Copy out, word for word, everything from the start of the records down to the line containing "0,0 -> 195,100", including that line.

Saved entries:

-- begin --

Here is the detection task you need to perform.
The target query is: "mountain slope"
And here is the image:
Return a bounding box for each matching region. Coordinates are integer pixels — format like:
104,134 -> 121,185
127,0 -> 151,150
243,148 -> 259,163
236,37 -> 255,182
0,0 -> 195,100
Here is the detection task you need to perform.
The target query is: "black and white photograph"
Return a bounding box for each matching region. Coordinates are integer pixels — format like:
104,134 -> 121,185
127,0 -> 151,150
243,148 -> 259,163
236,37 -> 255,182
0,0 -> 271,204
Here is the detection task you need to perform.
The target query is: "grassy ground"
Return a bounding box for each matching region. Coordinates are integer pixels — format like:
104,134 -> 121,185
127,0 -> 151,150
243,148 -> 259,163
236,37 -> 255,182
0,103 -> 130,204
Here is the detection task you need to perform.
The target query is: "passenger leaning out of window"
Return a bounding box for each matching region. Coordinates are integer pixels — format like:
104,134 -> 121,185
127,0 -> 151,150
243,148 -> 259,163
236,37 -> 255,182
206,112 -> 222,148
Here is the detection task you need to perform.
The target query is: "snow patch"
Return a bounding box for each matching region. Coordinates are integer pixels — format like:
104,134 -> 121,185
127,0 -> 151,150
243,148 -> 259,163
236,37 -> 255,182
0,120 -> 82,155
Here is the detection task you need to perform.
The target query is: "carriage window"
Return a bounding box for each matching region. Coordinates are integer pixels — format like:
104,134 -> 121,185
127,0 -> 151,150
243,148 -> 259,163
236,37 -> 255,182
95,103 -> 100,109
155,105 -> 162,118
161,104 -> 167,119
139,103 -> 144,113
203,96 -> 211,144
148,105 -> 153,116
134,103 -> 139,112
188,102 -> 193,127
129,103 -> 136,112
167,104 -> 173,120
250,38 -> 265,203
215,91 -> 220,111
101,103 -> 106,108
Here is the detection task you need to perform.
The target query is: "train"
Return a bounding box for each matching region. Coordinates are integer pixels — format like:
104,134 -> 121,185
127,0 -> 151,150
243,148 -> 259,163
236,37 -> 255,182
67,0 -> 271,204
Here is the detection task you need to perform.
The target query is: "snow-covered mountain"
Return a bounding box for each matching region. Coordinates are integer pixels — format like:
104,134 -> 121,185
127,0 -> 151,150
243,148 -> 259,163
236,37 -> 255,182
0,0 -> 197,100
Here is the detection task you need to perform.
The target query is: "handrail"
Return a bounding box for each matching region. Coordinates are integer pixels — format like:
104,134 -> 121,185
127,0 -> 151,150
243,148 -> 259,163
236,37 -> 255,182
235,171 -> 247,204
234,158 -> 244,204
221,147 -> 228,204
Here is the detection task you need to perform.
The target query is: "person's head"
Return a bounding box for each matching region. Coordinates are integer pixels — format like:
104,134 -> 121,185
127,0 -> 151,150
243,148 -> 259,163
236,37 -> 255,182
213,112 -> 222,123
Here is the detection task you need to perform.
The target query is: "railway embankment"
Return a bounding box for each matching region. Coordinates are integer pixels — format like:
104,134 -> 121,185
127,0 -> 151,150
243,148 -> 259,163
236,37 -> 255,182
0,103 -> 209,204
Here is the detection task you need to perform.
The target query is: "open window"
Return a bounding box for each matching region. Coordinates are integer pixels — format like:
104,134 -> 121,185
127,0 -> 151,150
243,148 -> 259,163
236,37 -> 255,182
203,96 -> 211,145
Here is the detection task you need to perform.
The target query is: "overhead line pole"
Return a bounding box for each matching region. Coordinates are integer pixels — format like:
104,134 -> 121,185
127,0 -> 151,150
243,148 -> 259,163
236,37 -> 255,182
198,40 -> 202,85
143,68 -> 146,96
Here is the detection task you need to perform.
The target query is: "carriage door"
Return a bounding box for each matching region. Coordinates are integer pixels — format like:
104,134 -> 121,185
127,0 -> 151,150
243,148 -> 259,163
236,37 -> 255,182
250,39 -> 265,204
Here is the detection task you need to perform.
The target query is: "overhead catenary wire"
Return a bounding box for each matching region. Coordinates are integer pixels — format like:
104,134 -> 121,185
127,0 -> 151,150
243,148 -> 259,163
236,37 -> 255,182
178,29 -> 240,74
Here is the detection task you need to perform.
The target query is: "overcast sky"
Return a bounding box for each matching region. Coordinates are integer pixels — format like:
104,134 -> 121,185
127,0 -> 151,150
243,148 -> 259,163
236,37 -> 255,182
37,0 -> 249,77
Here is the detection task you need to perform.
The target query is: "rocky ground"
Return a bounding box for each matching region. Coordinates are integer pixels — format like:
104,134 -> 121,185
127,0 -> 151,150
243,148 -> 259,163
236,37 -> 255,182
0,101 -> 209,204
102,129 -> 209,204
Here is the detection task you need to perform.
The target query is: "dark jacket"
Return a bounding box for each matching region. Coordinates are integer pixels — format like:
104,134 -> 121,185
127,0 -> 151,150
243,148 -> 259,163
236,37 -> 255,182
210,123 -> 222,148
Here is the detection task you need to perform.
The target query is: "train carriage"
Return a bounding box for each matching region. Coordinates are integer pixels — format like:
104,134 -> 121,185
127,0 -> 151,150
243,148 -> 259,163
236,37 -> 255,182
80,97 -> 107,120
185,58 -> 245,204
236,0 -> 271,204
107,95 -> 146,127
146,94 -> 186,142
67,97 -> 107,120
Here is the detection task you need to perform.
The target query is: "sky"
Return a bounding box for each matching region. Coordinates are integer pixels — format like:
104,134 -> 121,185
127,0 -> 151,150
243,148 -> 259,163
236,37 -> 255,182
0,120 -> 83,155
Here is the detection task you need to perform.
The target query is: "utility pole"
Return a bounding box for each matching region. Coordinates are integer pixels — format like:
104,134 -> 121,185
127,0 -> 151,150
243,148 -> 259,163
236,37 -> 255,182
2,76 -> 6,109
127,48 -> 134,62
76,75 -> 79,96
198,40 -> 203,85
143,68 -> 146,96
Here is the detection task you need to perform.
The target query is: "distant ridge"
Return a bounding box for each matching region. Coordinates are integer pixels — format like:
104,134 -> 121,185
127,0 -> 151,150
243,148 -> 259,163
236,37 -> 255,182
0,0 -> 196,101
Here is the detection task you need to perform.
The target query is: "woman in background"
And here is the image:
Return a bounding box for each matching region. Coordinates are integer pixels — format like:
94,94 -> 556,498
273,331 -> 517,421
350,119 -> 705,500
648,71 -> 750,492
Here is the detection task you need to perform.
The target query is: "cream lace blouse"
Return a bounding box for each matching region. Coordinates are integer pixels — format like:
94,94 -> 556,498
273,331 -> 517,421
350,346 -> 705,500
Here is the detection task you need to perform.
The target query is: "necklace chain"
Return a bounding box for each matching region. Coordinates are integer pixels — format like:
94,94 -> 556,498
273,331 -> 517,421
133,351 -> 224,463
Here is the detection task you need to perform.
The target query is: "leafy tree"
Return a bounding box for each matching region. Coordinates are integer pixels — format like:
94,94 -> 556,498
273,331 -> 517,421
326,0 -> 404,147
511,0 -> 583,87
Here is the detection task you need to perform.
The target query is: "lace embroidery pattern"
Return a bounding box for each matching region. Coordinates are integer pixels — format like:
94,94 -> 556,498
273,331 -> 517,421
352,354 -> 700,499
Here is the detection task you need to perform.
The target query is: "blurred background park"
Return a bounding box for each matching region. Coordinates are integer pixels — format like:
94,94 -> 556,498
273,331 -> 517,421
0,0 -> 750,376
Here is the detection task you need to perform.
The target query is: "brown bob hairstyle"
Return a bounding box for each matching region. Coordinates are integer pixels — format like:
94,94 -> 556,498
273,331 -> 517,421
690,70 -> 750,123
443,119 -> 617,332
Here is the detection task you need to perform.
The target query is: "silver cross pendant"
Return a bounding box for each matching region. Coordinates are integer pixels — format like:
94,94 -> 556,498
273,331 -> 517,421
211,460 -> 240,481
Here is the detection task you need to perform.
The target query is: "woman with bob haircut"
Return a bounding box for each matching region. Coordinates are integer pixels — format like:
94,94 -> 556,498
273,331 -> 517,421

-- end --

— FINISHED TASK —
Here is the detection task you need to perform.
The target query is: "mountain slope"
And here is the image:
Return a bounding box for each matching region. Coordinates are integer pixels — format like:
104,134 -> 121,185
127,0 -> 151,150
243,148 -> 259,163
236,37 -> 255,182
0,0 -> 195,100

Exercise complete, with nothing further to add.